[Some records]
☆ ☆ ☆ ☆ ☆ ☆ ☆
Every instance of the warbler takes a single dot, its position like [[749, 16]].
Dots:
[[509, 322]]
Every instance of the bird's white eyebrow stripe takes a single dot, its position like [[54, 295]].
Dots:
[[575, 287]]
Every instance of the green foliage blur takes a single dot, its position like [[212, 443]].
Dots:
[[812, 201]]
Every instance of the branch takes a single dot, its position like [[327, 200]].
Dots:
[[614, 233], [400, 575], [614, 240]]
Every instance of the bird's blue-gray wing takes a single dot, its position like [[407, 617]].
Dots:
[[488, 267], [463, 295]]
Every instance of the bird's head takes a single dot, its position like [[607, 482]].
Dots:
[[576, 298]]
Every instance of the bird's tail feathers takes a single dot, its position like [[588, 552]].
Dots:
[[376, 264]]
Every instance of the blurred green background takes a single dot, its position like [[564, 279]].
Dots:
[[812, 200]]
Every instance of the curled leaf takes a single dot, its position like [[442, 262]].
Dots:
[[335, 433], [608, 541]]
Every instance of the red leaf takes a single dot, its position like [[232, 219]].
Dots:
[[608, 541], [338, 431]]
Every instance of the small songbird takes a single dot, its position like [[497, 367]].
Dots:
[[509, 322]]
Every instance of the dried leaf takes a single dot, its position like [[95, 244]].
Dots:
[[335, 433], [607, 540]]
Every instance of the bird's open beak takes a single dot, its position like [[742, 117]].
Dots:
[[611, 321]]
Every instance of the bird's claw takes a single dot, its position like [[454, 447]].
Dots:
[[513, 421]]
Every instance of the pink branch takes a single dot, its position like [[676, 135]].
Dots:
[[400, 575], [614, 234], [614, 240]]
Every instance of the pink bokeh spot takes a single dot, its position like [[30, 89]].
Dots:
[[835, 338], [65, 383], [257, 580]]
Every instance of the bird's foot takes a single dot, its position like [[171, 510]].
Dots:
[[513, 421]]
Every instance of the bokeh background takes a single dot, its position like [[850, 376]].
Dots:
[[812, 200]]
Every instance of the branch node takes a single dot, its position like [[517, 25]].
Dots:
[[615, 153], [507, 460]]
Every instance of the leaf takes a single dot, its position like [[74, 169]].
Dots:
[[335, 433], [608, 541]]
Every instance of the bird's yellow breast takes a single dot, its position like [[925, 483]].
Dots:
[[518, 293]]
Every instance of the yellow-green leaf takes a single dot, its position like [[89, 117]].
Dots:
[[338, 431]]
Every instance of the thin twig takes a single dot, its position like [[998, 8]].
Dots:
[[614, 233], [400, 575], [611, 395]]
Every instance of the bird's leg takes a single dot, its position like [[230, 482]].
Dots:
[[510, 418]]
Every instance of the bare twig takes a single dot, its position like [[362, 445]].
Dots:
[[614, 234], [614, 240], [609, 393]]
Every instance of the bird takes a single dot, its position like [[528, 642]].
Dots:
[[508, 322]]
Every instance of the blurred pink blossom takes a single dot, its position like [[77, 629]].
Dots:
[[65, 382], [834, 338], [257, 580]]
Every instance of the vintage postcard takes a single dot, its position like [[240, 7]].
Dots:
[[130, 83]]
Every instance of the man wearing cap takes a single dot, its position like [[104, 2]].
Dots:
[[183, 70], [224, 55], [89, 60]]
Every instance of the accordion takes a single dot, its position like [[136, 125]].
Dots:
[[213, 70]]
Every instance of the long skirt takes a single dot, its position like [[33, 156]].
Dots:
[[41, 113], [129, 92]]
☆ ☆ ☆ ☆ ☆ ☆ ☆
• EXERCISE PROMPT:
Rewrite all the records above, putting "Each occurrence of" wherever "Every instance of" appears and keeping everything else the same.

• TASK SOLUTION:
Each occurrence of the warbler takes a single dot, its position like [[749, 16]].
Dots:
[[509, 322]]
Each occurrence of the bird's white eyebrow stripe takes a single dot, its position like [[54, 295]].
Dots:
[[575, 287]]
Each occurrence of the green foliage blur takes a single dot, its position like [[212, 443]].
Dots:
[[812, 201]]
Each occurrence of the branch takes a single dot, its position like [[327, 200]].
Dots:
[[614, 233], [400, 575], [614, 240]]
Each occurrence of the bird's blue-gray wing takes a single dot, its position like [[407, 617]].
Dots:
[[488, 267], [463, 295]]
Each occurrence of the bird's head takes a single dot, its position like [[607, 482]].
Dots:
[[576, 298]]
Each occurrence of the bird's tail feathers takes a single dot, its position like [[588, 552]].
Dots:
[[376, 264]]
Each occurrence of the blurred green background takes a single dot, its position like [[564, 279]].
Dots:
[[812, 200]]
Each occurrence of the curled leaf takes a single dot, its position like [[442, 262]].
Dots:
[[335, 433], [608, 541]]
Each occurrence of the red leaf takes a single dot, its position like [[232, 219]].
Dots:
[[608, 541], [338, 431]]
Each occurrence of the small songbird takes a single dot, its position like [[497, 367]].
Dots:
[[509, 322]]
Each occurrence of the dried leaf takes a single dot, its position like [[95, 244]].
Dots:
[[335, 433], [607, 540]]
Each occurrence of the bird's open beak takes a single dot, its position like [[742, 117]].
Dots:
[[611, 321]]
Each occurrence of the bird's claw takes a single dot, its position like [[454, 447]].
Dots:
[[513, 421]]
Each occurrence of the pink branch takes a single dot, its position like [[676, 135]].
Dots:
[[400, 575], [614, 234], [614, 240]]
Each occurrence of the pink bokeh spot takes a single dot, its position like [[30, 89]].
Dots:
[[835, 338], [65, 383], [257, 580]]
Each occurrence of the bird's foot takes a single dot, its position like [[171, 510]].
Dots:
[[513, 421]]
Each occurrence of the bokeh background takes a single dot, its position like [[850, 376]].
Dots:
[[812, 200]]
Each occurrence of the branch node takes a single dot, its position like [[517, 25]].
Dots:
[[615, 153], [507, 460]]
Each occurrence of the leaf takes a single dot, its position like [[74, 169]].
Dots:
[[335, 433], [608, 541]]
Each occurrence of the bird's yellow breast takes a single dot, its position like [[925, 483]].
Dots:
[[518, 293]]
Each occurrence of the yellow-green leaf takes a single dot, its position like [[89, 117]].
Dots:
[[338, 431]]
Each occurrence of the thin twig takes a single dot, its position like [[998, 8]].
Dots:
[[614, 233], [400, 575], [611, 395]]
Each occurrence of the bird's leg takes a single dot, its position like [[230, 482]].
Dots:
[[510, 418]]
Each occurrence of the bare twig takes a single dot, its position like [[362, 445]].
Dots:
[[614, 234], [614, 240], [609, 393]]
Each occurrence of the bird takes a single dot, its position like [[528, 642]].
Dots:
[[508, 322]]
Each occurrence of the blurred pink blossom takes a single dot, its position like [[77, 629]].
Dots:
[[65, 382], [834, 338], [257, 580]]
Each occurrence of the vintage postcard takes a single dot, its position like [[240, 7]].
Dots:
[[130, 83]]
Each occurrence of the man wearing cap takes a single dot, its position like [[104, 2]].
Dots:
[[183, 70], [224, 55], [89, 60]]
Each occurrence of the accordion takes a single dot, its position like [[136, 125]].
Dots:
[[213, 70]]
Each occurrence of the long skirt takes a single dot, its position like [[33, 156]].
Dots:
[[41, 113], [129, 92]]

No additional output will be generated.